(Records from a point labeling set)
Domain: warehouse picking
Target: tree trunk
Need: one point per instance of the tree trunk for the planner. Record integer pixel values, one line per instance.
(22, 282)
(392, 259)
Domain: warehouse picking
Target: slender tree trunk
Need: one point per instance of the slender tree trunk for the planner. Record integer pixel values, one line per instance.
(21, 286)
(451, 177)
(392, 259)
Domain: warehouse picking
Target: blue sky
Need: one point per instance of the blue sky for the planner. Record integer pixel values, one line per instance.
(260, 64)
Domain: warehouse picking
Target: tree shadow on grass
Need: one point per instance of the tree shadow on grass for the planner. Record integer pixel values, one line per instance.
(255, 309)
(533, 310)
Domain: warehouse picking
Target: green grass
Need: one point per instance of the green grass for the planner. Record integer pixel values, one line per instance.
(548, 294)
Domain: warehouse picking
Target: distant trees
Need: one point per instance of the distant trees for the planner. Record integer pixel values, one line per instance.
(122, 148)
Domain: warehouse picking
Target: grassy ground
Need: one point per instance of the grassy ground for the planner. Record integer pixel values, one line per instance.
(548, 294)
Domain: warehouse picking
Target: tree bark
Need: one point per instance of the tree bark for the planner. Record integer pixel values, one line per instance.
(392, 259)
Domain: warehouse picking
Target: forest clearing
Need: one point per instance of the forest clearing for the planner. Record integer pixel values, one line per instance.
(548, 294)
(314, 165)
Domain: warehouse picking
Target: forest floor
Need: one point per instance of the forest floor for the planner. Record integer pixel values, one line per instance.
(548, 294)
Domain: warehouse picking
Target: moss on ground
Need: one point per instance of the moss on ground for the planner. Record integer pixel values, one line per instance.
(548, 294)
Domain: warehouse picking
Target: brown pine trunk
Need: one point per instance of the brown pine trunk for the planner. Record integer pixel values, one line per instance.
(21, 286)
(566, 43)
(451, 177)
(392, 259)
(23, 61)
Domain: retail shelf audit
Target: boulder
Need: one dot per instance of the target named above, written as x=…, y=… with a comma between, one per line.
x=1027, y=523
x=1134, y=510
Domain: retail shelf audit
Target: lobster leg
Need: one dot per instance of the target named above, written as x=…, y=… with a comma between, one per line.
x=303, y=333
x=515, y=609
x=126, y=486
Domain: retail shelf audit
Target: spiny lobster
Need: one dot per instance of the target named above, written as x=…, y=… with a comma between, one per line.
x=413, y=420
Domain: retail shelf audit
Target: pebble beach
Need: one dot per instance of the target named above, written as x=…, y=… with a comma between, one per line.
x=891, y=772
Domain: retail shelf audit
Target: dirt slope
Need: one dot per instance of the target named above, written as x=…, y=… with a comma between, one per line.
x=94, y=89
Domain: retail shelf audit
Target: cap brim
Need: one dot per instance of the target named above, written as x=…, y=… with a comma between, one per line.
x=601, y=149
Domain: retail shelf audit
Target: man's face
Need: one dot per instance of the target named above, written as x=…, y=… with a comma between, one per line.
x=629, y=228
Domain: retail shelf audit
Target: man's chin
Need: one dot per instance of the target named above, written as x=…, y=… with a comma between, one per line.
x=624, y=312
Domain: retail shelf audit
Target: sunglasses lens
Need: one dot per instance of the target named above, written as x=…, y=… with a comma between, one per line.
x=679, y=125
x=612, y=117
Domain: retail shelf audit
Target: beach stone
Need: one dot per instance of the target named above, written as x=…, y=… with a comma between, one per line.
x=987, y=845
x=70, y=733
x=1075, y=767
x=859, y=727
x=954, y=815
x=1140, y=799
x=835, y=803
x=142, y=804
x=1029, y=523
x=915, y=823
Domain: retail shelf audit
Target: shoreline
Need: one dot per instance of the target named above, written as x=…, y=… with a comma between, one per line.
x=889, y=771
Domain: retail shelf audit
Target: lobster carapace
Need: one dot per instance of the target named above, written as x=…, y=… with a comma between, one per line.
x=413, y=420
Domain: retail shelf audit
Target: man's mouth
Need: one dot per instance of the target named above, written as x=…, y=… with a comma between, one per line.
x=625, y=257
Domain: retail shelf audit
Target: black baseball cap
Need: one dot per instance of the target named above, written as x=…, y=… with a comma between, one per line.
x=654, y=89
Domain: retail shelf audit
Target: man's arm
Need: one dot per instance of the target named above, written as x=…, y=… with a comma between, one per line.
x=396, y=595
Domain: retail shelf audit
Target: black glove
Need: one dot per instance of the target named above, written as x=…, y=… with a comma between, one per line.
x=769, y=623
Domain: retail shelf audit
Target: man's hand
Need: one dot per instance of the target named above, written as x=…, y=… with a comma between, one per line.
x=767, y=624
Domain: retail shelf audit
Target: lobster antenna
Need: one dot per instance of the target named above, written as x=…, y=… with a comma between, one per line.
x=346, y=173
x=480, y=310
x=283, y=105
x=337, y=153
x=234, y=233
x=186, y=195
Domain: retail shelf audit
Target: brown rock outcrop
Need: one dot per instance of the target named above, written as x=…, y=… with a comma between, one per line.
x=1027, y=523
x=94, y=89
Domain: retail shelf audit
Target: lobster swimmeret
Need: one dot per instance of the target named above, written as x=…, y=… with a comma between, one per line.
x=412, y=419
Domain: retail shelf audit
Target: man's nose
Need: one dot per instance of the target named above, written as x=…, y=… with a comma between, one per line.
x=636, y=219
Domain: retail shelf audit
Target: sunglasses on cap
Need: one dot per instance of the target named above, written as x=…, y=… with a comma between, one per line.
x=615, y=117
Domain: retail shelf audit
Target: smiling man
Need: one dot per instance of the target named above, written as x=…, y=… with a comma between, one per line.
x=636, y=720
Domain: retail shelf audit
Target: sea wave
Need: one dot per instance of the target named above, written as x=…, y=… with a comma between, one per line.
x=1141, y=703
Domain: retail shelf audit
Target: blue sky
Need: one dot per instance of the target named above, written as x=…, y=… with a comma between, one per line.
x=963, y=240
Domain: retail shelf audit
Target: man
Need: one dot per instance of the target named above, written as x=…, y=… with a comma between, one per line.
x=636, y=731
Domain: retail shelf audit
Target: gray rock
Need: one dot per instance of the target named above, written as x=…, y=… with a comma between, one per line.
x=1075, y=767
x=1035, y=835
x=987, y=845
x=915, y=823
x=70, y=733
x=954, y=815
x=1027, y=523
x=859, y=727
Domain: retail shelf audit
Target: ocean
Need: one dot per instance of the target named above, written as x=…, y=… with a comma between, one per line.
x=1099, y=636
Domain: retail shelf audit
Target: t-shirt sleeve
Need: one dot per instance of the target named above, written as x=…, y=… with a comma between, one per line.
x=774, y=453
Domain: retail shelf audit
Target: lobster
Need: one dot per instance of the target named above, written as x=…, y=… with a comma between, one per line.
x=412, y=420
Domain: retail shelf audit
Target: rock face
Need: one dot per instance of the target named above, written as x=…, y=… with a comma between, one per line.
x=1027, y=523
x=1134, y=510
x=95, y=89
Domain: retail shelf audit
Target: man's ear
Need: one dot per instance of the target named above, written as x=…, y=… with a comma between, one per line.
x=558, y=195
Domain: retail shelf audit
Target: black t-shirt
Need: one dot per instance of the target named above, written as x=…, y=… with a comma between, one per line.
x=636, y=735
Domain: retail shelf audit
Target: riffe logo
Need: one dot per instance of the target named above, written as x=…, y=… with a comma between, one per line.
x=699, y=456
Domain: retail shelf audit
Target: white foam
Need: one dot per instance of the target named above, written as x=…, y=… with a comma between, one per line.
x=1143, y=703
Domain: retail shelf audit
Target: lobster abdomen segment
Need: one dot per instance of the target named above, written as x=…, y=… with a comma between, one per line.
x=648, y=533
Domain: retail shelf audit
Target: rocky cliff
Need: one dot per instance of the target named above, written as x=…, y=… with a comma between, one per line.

**INSTRUCTIONS TO FOLLOW:** Retype the whole listing, matching it exactly.

**CORRECT OUTPUT:**
Domain: warehouse picking
Target: tree trunk
Need: one point per instance of the tree trunk for the planner. Record integer pixel values, one line per instance.
(22, 282)
(392, 259)
Domain: warehouse picking
Target: slender tree trunk
Need: one point per instance of the slender tree trunk for the planner. Record integer pixel values, one line per instance.
(21, 286)
(451, 177)
(392, 259)
Domain: warehouse picking
Target: blue sky
Need: one point per instance of the blue sky for the planner. Record integer pixel values, one line per instance.
(260, 64)
Domain: warehouse picking
Target: tree shadow on grass
Need: one point per instance of the tree shadow on grass for the planner. Record integer pixel values, one line per instance.
(255, 309)
(533, 310)
Domain: warehouse picking
Target: green grass
Need: one point per instance of the green grass for the planner. Record integer pixel values, one line per instance.
(548, 294)
Domain: warehouse picking
Target: distant trees
Need: one point per instance of the distant trees for the planner. Record integer pixel values, one line per instance.
(122, 148)
Domain: warehouse picking
Target: grassy ground
Need: one point per instance of the grassy ground for the planner. Record integer pixel values, one line per instance.
(548, 294)
Domain: warehouse picking
Target: tree bark
Need: one point per instance of the tree bark for the planner. Record integer pixel values, one line per instance.
(392, 259)
Domain: warehouse picking
Target: forest clearing
Need: one point per instance of the forest clearing for the planner. Record integer pixel values, one line per instance.
(548, 294)
(314, 165)
Domain: warehouse picking
Target: forest floor
Need: one point per instance of the forest floor for the planner. Record integer pixel values, one line per instance.
(548, 294)
Domain: warehouse picking
Target: moss on ground
Need: one point per instance of the moss on ground for the planner. Record integer pixel values, one line per instance.
(548, 294)
Domain: warehouse picking
Target: brown pine trunk
Need: one point per instance of the brown pine trunk for the planner. Record integer pixel values, one line per instance.
(21, 286)
(566, 43)
(451, 177)
(392, 259)
(23, 61)
Domain: retail shelf audit
Target: boulder
Need: one dot per instance of the target named above, written as x=…, y=… with a comma between, one per line.
x=1027, y=523
x=1134, y=510
Domain: retail shelf audit
Target: lobster leg
Need: one dot per instance of the target named above, written as x=…, y=… with a comma between, one per line.
x=303, y=333
x=515, y=609
x=126, y=486
Domain: retail shelf audit
Target: spiny lobster
Need: one dot per instance of the target named above, written as x=…, y=… with a comma between, one per line.
x=413, y=420
Domain: retail shelf audit
Target: pebble beach
Need: one dot per instance of the target named above, written as x=…, y=… with a comma between, one per line.
x=891, y=772
Domain: retail shelf audit
Target: dirt slope
Need: one dot per instance of the target named above, written as x=…, y=… with a comma between, one per line.
x=94, y=89
Domain: retail shelf audit
Target: cap brim
Need: one dot per instance of the target named above, written as x=…, y=… with a comma between, one per line.
x=601, y=149
Domain: retail shelf audit
Target: man's face
Need: one dot per instance of the target named above, written as x=…, y=… with a comma between, one per line.
x=629, y=228
Domain: retail shelf audit
Target: man's chin
Need: one dot per instance of the target named above, written as x=…, y=… with a comma between, one per line.
x=624, y=312
Domain: retail shelf audit
Target: sunglasses lens
Need: one dot per instance of the target named above, written as x=…, y=… with a comma between, one per line.
x=679, y=125
x=612, y=117
Domain: retail shelf audit
Target: beach stone
Need: one dot per instance of the target named above, written as x=…, y=… with a comma between, one per line.
x=987, y=845
x=70, y=733
x=1075, y=767
x=859, y=727
x=954, y=815
x=1140, y=799
x=835, y=803
x=142, y=804
x=1029, y=523
x=915, y=823
Domain: retail shelf audit
Target: shoreline
Need: one dot per instance of the target named above, written as x=…, y=… with a comma between, one per line.
x=889, y=771
Domain: retail shelf audit
Target: lobster carapace
Need: one dot per instance of the target named above, written as x=…, y=… with a comma between, one per line.
x=413, y=420
Domain: retail shelf audit
Target: man's mouth
Need: one dot per instance of the target named above, written as x=…, y=… with a comma between, one per line.
x=625, y=257
Domain: retail shelf audit
Target: black baseball cap
Need: one dot per instance of the target named above, written as x=…, y=… with a comma between, one per line.
x=654, y=89
Domain: retail shelf audit
Target: man's arm
Need: one dot per instance of the target named above, written as x=…, y=… with a comma between, one per line.
x=396, y=595
Domain: retail shelf audit
Target: black glove
Need: one dot per instance of the target named above, written as x=…, y=… with a comma between, one per line.
x=769, y=623
Domain: retail shelf audit
Target: man's hand
Need: one dot per instance of the target named above, written as x=…, y=… with a comma between, one per line.
x=767, y=624
Domain: retail shelf audit
Target: lobster antenna
Need: one dot per instance of the target named above, written as x=…, y=… with a comma between, one per line.
x=346, y=173
x=480, y=310
x=283, y=105
x=337, y=153
x=234, y=233
x=186, y=195
Domain: retail shelf audit
Target: brown rock outcrop
Need: one dot per instance of the target named above, written as x=…, y=… with a comma between, one per line.
x=1027, y=523
x=94, y=89
Domain: retail shelf audit
Target: lobster swimmeret
Need: one dot per instance of the target named above, written as x=…, y=… with a comma between, one per line.
x=412, y=419
Domain: retail shelf audit
Target: man's nose
Need: one dot per instance of the target named above, written as x=…, y=… with a comma between, one per line.
x=636, y=219
Domain: retail shelf audit
Target: sunglasses on cap
Need: one dot per instance of the target named above, written as x=…, y=… with a comma between, one per line.
x=615, y=117
Domain: retail shelf audit
Target: smiling man
Need: one dot per instance of the target named above, written as x=…, y=… with a comma between, one per line.
x=636, y=720
Domain: retail shelf audit
Target: sea wave
Need: one dot per instance of the target named above, written as x=…, y=… with a comma between, one per line.
x=1141, y=703
Domain: retail shelf audit
Target: blue sky
Need: one dot per instance of the target named above, written as x=…, y=… with a comma between, one per line.
x=963, y=240
Domain: retail shelf audit
Target: man
Need: one dot per instance of the target named above, written as x=…, y=… with a comma between, one per line.
x=636, y=731
Domain: retail shelf audit
Target: gray rock
Need: one dot per instance of the target named above, written as x=…, y=… with a comma between, one per line.
x=1075, y=767
x=1035, y=835
x=987, y=845
x=915, y=823
x=70, y=733
x=954, y=815
x=1027, y=523
x=859, y=727
Domain: retail shelf audit
Target: ocean
Need: one dot per instance of the target named above, written as x=…, y=… with a comma between, one per line.
x=1099, y=636
Domain: retail shelf audit
Target: t-shirt sleeve
Need: one dot per instance of the target named above, written as x=…, y=… with a comma between, one per line.
x=774, y=453
Domain: retail shelf audit
Target: lobster
Need: one dot per instance of the target named above, written as x=…, y=… with a comma between, one per line.
x=412, y=420
Domain: retail shelf audit
Target: rock face
Need: one dot per instance of the target named above, written as x=…, y=… with a comma between, one per line.
x=1027, y=523
x=1134, y=510
x=95, y=89
Domain: retail shelf audit
Target: man's ear
Need: one dot per instance of the target named above, written as x=…, y=… with a comma between, one per line.
x=558, y=195
Domain: retail shelf audit
Target: black t-shirt
Need: one dot per instance of the target named above, written as x=…, y=… with a comma between, one per line.
x=636, y=735
Domain: retail shelf audit
Target: riffe logo
Need: one dot per instance of the target named above, written as x=…, y=… with a comma between, one per line.
x=699, y=456
Domain: retail shelf audit
Target: white foam
Need: one dot per instance of the target named above, written as x=…, y=… with a comma between, one per line.
x=1143, y=703
Domain: retail shelf audit
Target: lobster abdomen segment
Need: one dot per instance of the target named above, written as x=…, y=… with a comma between, one per line.
x=648, y=533
Domain: retail shelf audit
Target: rocky cliff
Need: one dot per instance of the target named above, written as x=…, y=… with a comma between, one per line.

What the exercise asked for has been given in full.